EXERCICE 1>
Recopiez le passage de l'article sur les paiements instantanés qui commence à « Dès ce jeudi » et se termine à « en six questions. ».
EXERCICE 2>
Répondez à ces questions sur l'article sur les paiements instantanés :
(a) Que veut dire le nom Sepa ?
(b) À partir de quelle date les banques devront-elles aussi pouvoir émettre des paiements instantanés ?
(c) Quels clients de la Spuerkeess peuvent déjà faire de tels paiements ?
EXERCICE 3>
Écrivez la suite de l'article sur les paiements instantanés, à partir de sa dernière phrase.

EXTRAIT CHOISI>
-=-=-

Dès ce jeudi 9 janvier, si quelqu’un vous transfère de l’argent, celui-ci devrait apparaître sur votre compte en quelques secondes, à toute heure, même les week-ends et jours fériés. Avec l’entrée en vigueur (progressive) du nouveau règlement sur les paiements instantanés, l’UE veut harmoniser les pratiques dans la zone Sepa (espace unique de paiements en euros). L’objectif: faire des paiements instantanés une norme, plutôt qu’une exception, face à la demande croissante de transactions plus rapides et à l’essor de la banque en ligne. Revue des enjeux en six questions.
Qu’est-ce qui change pour moi?
«Les clients et les entreprises bénéficieront de paiements plus rapides et plus efficaces», souligne l’Association des banques et banquiers, Luxembourg (ABBL). À partir du 9 janvier, toutes les banques de la zone euro devront être en mesure de recevoir des paiements instantanés. Ensuite, à partir du 9 octobre, les banques devront également être capables d’émettre de tels paiements.
«Tous vos transferts d’argent deviennent potentiellement instantanés», résume le responsable de l’innovation commerciale à la Spuerkeess, . «Nos clients ne verront pas de grand changement: tous ceux qui ont une convention S-net peuvent déjà faire de tels paiements.» Jusqu’à maintenant, il n’y avait aucune obligation d’offrir des paiements instantanés à tous les clients pour toutes les transactions Sepa. Les banques pouvaient donc proposer de tels virements uniquement pour certains types de règlements.

-=-=-

JEU DE DONNÉES>

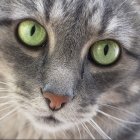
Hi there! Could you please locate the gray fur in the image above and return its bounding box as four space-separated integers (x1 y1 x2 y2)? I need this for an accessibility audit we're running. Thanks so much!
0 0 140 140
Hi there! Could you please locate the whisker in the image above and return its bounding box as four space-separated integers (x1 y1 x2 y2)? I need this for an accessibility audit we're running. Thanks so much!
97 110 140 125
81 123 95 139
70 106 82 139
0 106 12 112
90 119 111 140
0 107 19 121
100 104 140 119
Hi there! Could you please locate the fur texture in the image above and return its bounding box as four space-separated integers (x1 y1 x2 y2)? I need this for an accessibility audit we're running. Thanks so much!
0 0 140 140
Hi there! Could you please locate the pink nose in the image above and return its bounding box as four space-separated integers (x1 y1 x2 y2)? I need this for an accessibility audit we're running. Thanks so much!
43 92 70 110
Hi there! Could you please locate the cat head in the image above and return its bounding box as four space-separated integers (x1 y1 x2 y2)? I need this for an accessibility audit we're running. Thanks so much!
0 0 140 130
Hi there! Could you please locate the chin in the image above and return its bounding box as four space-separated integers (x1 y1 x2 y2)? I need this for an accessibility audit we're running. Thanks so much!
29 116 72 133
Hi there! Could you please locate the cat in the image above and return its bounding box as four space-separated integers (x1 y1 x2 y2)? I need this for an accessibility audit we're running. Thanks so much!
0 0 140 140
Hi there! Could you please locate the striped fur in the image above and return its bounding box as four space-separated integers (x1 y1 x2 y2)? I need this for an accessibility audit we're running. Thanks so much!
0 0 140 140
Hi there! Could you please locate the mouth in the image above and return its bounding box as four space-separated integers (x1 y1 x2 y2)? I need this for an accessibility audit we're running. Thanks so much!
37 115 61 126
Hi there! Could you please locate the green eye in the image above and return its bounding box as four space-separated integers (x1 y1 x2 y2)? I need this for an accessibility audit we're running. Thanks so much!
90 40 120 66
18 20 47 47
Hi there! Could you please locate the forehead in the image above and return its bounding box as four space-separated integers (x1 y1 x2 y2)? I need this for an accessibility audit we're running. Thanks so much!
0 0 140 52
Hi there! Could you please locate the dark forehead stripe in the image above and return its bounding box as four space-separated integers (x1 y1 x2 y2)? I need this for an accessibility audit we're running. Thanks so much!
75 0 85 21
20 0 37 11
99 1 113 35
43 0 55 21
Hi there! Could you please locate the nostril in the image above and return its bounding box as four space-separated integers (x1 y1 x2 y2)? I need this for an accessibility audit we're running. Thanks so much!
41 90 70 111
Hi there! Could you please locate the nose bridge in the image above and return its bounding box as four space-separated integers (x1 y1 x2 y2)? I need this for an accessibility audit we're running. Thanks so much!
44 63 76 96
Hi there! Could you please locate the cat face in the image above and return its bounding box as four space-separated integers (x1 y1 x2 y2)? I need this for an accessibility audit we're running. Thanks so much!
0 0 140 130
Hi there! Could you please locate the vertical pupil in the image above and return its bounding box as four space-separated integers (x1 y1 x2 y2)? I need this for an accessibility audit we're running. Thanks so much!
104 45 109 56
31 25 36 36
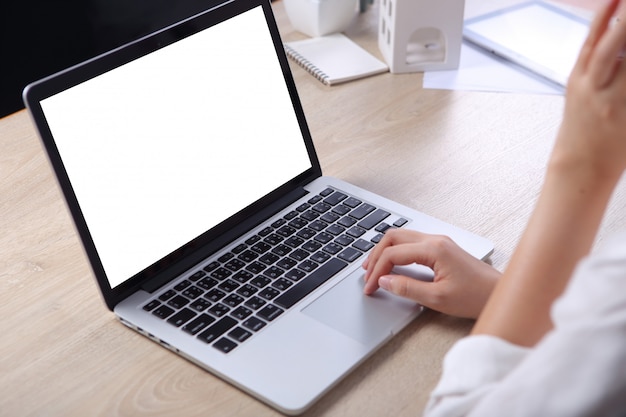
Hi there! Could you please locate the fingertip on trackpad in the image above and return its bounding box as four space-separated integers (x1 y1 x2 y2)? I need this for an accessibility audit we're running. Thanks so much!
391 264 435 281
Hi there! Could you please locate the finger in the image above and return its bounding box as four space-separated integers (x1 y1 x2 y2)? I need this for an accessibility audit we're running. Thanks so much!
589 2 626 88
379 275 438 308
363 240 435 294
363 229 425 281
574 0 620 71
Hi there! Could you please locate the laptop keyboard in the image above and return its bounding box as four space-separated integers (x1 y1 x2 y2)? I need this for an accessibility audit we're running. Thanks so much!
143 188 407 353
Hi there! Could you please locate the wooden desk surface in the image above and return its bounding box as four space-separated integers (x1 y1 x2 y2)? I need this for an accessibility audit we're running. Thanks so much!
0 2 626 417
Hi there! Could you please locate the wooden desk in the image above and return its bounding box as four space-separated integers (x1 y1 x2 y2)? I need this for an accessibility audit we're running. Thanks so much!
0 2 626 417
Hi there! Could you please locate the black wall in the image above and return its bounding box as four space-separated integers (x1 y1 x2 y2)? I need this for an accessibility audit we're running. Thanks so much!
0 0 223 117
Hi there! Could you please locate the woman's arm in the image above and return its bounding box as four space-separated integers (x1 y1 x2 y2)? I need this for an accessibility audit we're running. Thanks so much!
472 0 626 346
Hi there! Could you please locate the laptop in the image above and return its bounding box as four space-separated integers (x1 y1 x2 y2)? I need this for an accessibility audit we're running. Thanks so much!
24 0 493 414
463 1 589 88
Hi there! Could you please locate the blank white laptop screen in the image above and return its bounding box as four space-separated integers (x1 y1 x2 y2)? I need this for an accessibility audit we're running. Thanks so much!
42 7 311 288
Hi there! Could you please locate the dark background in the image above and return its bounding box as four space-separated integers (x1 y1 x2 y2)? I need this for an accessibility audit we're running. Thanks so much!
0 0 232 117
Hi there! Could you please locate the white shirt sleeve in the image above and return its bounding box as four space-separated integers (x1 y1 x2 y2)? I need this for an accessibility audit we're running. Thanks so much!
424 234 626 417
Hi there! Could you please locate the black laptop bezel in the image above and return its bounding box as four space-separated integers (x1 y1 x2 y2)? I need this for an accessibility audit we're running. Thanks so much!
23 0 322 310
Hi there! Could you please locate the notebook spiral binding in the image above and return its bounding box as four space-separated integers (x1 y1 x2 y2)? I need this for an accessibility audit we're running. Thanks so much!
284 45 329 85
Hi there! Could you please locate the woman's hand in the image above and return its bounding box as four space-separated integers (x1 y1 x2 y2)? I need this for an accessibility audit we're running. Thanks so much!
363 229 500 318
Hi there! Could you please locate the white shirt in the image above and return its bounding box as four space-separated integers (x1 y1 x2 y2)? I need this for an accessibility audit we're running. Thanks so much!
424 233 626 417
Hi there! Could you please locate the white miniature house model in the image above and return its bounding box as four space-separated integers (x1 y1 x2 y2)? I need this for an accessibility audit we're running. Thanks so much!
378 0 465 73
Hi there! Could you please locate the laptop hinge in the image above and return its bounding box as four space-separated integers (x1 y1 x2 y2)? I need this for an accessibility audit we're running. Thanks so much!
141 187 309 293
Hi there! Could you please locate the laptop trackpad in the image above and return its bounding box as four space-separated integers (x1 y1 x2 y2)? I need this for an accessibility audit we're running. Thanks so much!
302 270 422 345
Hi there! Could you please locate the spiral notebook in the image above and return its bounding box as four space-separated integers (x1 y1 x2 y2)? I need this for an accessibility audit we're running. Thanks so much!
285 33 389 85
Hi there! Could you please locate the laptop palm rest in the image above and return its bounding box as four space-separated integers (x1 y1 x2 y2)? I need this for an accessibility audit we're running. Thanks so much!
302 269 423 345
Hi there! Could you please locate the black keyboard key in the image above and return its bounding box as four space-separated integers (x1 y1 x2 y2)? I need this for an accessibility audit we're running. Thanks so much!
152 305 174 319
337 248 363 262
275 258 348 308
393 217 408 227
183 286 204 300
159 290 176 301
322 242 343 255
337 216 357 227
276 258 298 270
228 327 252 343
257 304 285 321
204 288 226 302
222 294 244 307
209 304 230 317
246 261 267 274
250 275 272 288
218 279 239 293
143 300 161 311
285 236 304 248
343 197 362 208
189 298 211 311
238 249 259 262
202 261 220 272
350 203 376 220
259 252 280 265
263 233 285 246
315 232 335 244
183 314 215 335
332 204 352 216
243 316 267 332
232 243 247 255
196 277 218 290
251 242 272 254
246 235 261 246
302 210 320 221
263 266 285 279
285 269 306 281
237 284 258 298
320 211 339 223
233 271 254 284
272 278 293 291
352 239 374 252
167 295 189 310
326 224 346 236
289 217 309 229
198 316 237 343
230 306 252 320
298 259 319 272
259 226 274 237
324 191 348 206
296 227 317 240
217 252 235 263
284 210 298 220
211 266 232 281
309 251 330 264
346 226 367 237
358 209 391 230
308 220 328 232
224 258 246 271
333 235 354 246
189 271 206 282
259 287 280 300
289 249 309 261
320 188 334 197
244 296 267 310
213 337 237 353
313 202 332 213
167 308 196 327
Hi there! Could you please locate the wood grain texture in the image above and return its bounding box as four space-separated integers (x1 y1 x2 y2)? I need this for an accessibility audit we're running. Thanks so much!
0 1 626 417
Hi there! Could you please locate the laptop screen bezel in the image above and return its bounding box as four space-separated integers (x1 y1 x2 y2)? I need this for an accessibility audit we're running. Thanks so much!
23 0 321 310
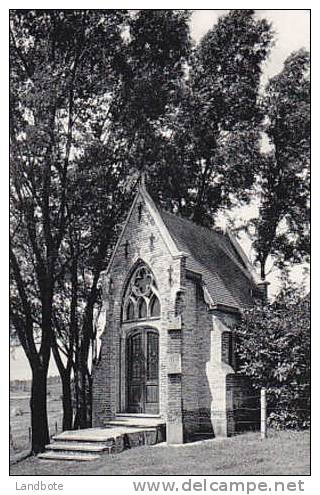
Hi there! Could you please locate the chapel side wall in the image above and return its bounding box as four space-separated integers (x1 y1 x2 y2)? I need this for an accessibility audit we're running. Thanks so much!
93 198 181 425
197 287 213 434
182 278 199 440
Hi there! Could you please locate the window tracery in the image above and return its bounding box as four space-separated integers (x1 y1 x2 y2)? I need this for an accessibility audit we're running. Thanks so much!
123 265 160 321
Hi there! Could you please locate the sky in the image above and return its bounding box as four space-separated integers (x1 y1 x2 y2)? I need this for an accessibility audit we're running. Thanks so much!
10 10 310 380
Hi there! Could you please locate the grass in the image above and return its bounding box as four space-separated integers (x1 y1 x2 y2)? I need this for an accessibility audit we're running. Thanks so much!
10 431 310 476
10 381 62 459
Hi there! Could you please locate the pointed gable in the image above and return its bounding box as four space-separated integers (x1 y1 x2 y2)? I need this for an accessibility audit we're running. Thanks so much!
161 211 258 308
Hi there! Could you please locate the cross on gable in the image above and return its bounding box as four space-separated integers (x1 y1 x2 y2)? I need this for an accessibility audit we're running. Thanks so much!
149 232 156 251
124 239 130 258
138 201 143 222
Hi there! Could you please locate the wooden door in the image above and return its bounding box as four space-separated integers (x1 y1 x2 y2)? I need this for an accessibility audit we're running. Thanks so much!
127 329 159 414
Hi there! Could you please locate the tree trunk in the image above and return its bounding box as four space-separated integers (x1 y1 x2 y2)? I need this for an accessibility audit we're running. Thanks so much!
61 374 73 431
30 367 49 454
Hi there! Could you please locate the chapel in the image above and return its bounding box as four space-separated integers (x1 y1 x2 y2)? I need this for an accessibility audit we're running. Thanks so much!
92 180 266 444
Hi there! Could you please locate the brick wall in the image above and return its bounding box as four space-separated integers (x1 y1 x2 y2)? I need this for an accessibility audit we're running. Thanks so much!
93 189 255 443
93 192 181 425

-=-=-

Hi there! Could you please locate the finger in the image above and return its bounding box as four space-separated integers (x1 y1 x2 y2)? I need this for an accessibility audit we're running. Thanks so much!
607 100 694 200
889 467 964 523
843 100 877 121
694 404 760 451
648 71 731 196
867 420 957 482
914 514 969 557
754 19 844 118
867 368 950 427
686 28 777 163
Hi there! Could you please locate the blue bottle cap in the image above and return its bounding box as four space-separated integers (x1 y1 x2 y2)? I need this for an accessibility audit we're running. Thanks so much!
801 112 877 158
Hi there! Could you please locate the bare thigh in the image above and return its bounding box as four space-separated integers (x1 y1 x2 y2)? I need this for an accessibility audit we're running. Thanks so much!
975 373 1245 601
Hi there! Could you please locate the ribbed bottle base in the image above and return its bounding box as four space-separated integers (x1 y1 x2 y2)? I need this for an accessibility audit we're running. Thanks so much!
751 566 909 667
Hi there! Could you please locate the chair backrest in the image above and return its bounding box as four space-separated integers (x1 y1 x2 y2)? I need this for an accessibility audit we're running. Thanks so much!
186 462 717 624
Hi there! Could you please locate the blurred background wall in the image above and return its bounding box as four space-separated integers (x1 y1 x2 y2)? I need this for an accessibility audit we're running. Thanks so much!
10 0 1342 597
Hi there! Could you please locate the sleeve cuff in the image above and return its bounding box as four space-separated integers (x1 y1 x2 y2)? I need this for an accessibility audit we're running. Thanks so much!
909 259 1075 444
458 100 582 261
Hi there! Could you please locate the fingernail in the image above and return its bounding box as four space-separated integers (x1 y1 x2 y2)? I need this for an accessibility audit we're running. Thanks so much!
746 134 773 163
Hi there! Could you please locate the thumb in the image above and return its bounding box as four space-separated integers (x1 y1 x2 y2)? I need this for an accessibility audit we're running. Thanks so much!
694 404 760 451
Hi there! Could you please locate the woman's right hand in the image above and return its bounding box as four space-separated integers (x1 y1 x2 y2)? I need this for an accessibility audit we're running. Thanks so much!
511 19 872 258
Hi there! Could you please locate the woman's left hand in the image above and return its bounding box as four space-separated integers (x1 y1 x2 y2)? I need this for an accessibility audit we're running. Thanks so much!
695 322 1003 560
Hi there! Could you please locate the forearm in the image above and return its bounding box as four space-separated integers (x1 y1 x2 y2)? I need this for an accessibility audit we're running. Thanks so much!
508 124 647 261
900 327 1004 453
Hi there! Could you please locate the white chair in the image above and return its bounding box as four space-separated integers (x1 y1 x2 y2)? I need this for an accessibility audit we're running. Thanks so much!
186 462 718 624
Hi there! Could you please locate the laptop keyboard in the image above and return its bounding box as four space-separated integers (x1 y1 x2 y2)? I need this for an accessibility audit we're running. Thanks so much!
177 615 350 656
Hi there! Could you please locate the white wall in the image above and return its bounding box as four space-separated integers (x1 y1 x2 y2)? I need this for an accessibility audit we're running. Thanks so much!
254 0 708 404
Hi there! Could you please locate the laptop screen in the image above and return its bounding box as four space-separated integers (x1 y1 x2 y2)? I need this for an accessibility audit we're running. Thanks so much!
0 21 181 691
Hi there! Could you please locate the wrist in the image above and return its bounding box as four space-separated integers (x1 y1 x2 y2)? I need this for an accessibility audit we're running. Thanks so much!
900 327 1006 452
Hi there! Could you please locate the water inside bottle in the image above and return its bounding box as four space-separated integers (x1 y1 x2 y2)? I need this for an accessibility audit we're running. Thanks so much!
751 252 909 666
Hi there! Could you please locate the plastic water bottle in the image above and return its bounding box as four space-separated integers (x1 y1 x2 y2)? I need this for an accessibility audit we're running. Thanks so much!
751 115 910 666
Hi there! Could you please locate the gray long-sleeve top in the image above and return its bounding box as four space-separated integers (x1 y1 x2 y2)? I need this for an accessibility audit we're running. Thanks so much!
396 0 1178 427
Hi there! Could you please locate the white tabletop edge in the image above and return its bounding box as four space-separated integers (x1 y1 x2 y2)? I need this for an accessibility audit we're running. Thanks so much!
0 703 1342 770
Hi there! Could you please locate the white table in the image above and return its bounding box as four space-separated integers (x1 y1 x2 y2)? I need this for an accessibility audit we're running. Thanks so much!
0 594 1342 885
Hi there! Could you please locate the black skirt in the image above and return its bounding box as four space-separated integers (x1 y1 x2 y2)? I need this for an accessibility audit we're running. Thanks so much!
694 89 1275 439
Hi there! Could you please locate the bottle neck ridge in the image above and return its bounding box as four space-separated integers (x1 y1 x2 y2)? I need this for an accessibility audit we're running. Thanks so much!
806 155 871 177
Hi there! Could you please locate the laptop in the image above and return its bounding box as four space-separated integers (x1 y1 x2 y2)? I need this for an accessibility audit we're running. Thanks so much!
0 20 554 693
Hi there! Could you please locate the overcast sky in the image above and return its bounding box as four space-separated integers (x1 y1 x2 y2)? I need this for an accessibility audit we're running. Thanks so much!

-=-=-

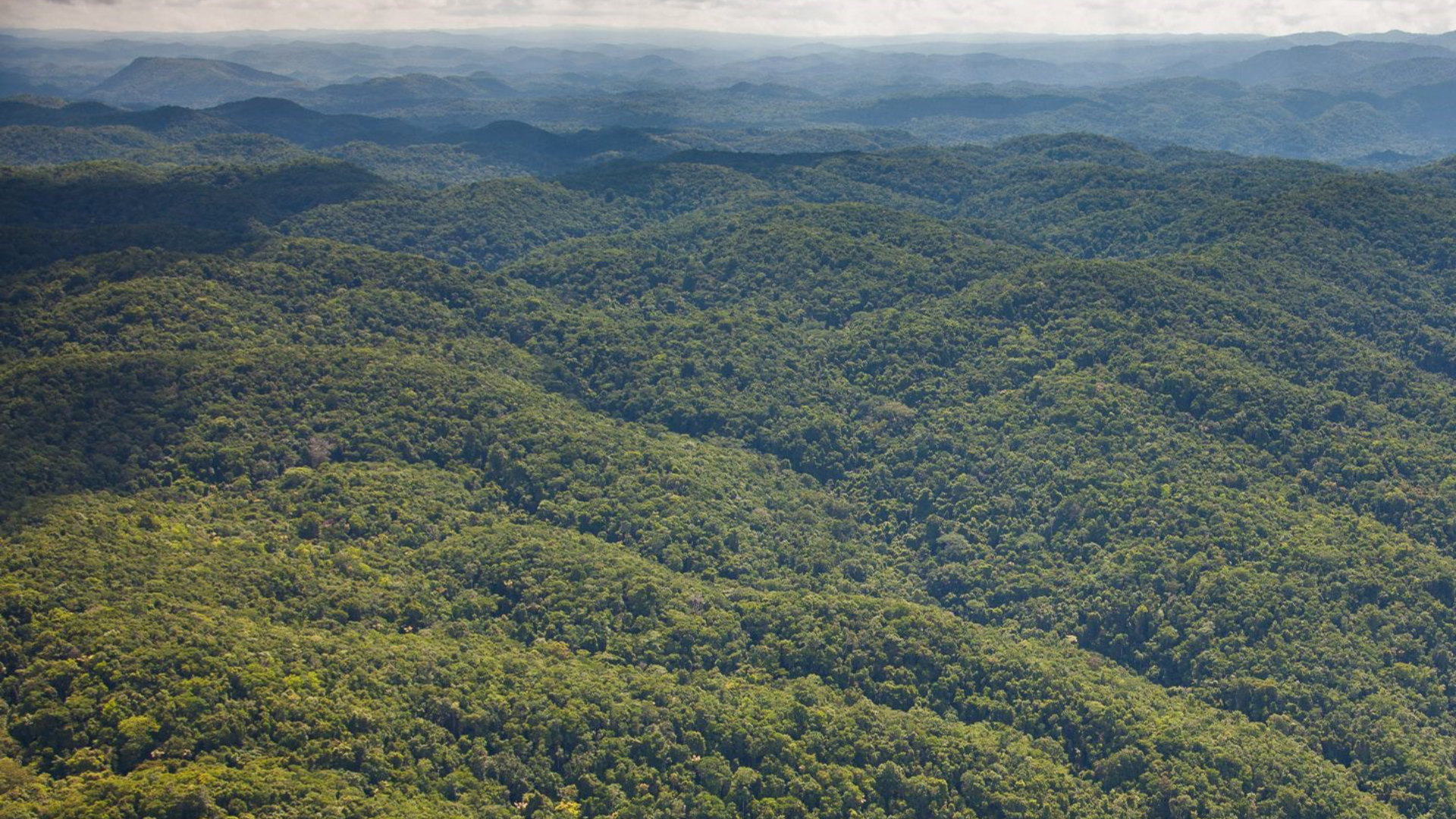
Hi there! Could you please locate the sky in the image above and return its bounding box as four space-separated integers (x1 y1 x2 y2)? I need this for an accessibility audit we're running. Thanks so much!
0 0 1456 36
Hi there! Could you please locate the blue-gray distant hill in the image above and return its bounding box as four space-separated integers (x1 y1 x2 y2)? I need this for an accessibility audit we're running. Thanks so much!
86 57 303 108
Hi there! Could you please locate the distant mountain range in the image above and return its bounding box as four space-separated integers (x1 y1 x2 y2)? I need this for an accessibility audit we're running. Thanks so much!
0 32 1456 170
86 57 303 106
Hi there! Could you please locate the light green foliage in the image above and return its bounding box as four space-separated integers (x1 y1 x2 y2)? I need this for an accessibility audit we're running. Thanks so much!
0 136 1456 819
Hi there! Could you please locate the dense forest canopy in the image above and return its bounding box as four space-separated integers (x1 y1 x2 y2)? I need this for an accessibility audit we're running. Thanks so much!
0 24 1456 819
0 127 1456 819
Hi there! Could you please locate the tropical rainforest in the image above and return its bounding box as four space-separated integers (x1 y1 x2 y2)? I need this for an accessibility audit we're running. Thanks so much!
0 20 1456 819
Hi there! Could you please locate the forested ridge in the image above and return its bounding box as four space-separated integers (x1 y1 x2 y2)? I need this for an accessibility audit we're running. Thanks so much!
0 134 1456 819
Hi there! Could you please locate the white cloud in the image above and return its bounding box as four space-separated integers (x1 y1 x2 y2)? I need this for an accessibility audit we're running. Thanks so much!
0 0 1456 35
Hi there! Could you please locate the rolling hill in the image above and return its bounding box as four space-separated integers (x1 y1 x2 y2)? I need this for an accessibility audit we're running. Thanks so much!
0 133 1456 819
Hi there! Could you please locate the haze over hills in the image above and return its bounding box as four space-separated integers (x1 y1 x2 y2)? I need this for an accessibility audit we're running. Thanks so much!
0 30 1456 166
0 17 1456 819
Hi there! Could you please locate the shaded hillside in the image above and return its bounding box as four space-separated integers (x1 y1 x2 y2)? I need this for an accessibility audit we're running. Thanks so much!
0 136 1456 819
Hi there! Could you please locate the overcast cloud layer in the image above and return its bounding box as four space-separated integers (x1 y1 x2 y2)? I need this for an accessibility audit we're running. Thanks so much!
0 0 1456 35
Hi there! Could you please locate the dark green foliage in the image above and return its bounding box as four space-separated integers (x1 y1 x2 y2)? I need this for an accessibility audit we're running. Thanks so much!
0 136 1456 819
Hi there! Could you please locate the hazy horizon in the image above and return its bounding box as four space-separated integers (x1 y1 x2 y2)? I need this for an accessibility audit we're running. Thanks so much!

-=-=-

RÉPONSE ÉCRITE 1>
Dès ce jeudi 9 janvier, si quelqu’un vous transfère de l’argent, celui-ci devrait apparaître sur votre compte en quelques secondes, à toute heure, même les week-ends et jours fériés. Avec l’entrée en vigueur (progressive) du nouveau règlement sur les paiements instantanés, l’UE veut harmoniser les pratiques dans la zone Sepa (espace unique de paiements en euros). L’objectif: faire des paiements instantanés une norme, plutôt qu’une exception, face à la demande croissante de transactions plus rapides et à l’essor de la banque en ligne. Revue des enjeux en six questions.

RÉPONSE ÉCRITE 2>
(a) Espace unique de paiements en euros.
(b) À partir du 9 octobre.
(c) Tous ceux qui ont une convention S-net.

RÉPONSE ÉCRITE 3>
Des paiements trop lents?
Au Luxembourg, les clients ne perçoivent pas forcément un problème de rapidité à l’heure actuelle. Mais «le passage aux paiements instantanés améliore l’expérience client», estime Jacques Pütz. «L’instantanéité devient la norme. Je vous envoie de l’argent. Vous le recevez immédiatement, avec une confirmation de paiement. C’est désormais une obligation et c’est une excellente chose.»
Si le règlement européen est une avancée majeure, les paiements instantanés sont encore loin d’être la norme à l’échelle mondiale. Les transferts d’argent vers des pays hors Europe restent complexes et coûteux. Les délais de traitement peuvent aller jusqu’à plusieurs jours. «Cela cause d’énormes problèmes dans la chaîne d’approvisionnement et, en particulier, dans les transactions B2B», déplore le CEO de la Luxembourg House of Financial Technology (Lhoft), . «Actuellement, j’ai davantage de traçabilité et de certitude en envoyant une tasse à Singapour qu’en y envoyant des euros. C’est insensé!»
Quel impact pour les commerçants?
Les commerçants sont également grands bénéficiaires du règlement européen, selon Jacques Pütz: «D’abord à cause de la garantie de paiement. Mais aussi parce que les paiements instantanés, en rendant les transactions plus fluides, renforcent l’attrait des paiements de compte à compte par rapport aux cartes de crédit et de débit. L’expérience client est en effet un élément déterminant dans la manière dont les consommateurs dépensent leur argent.»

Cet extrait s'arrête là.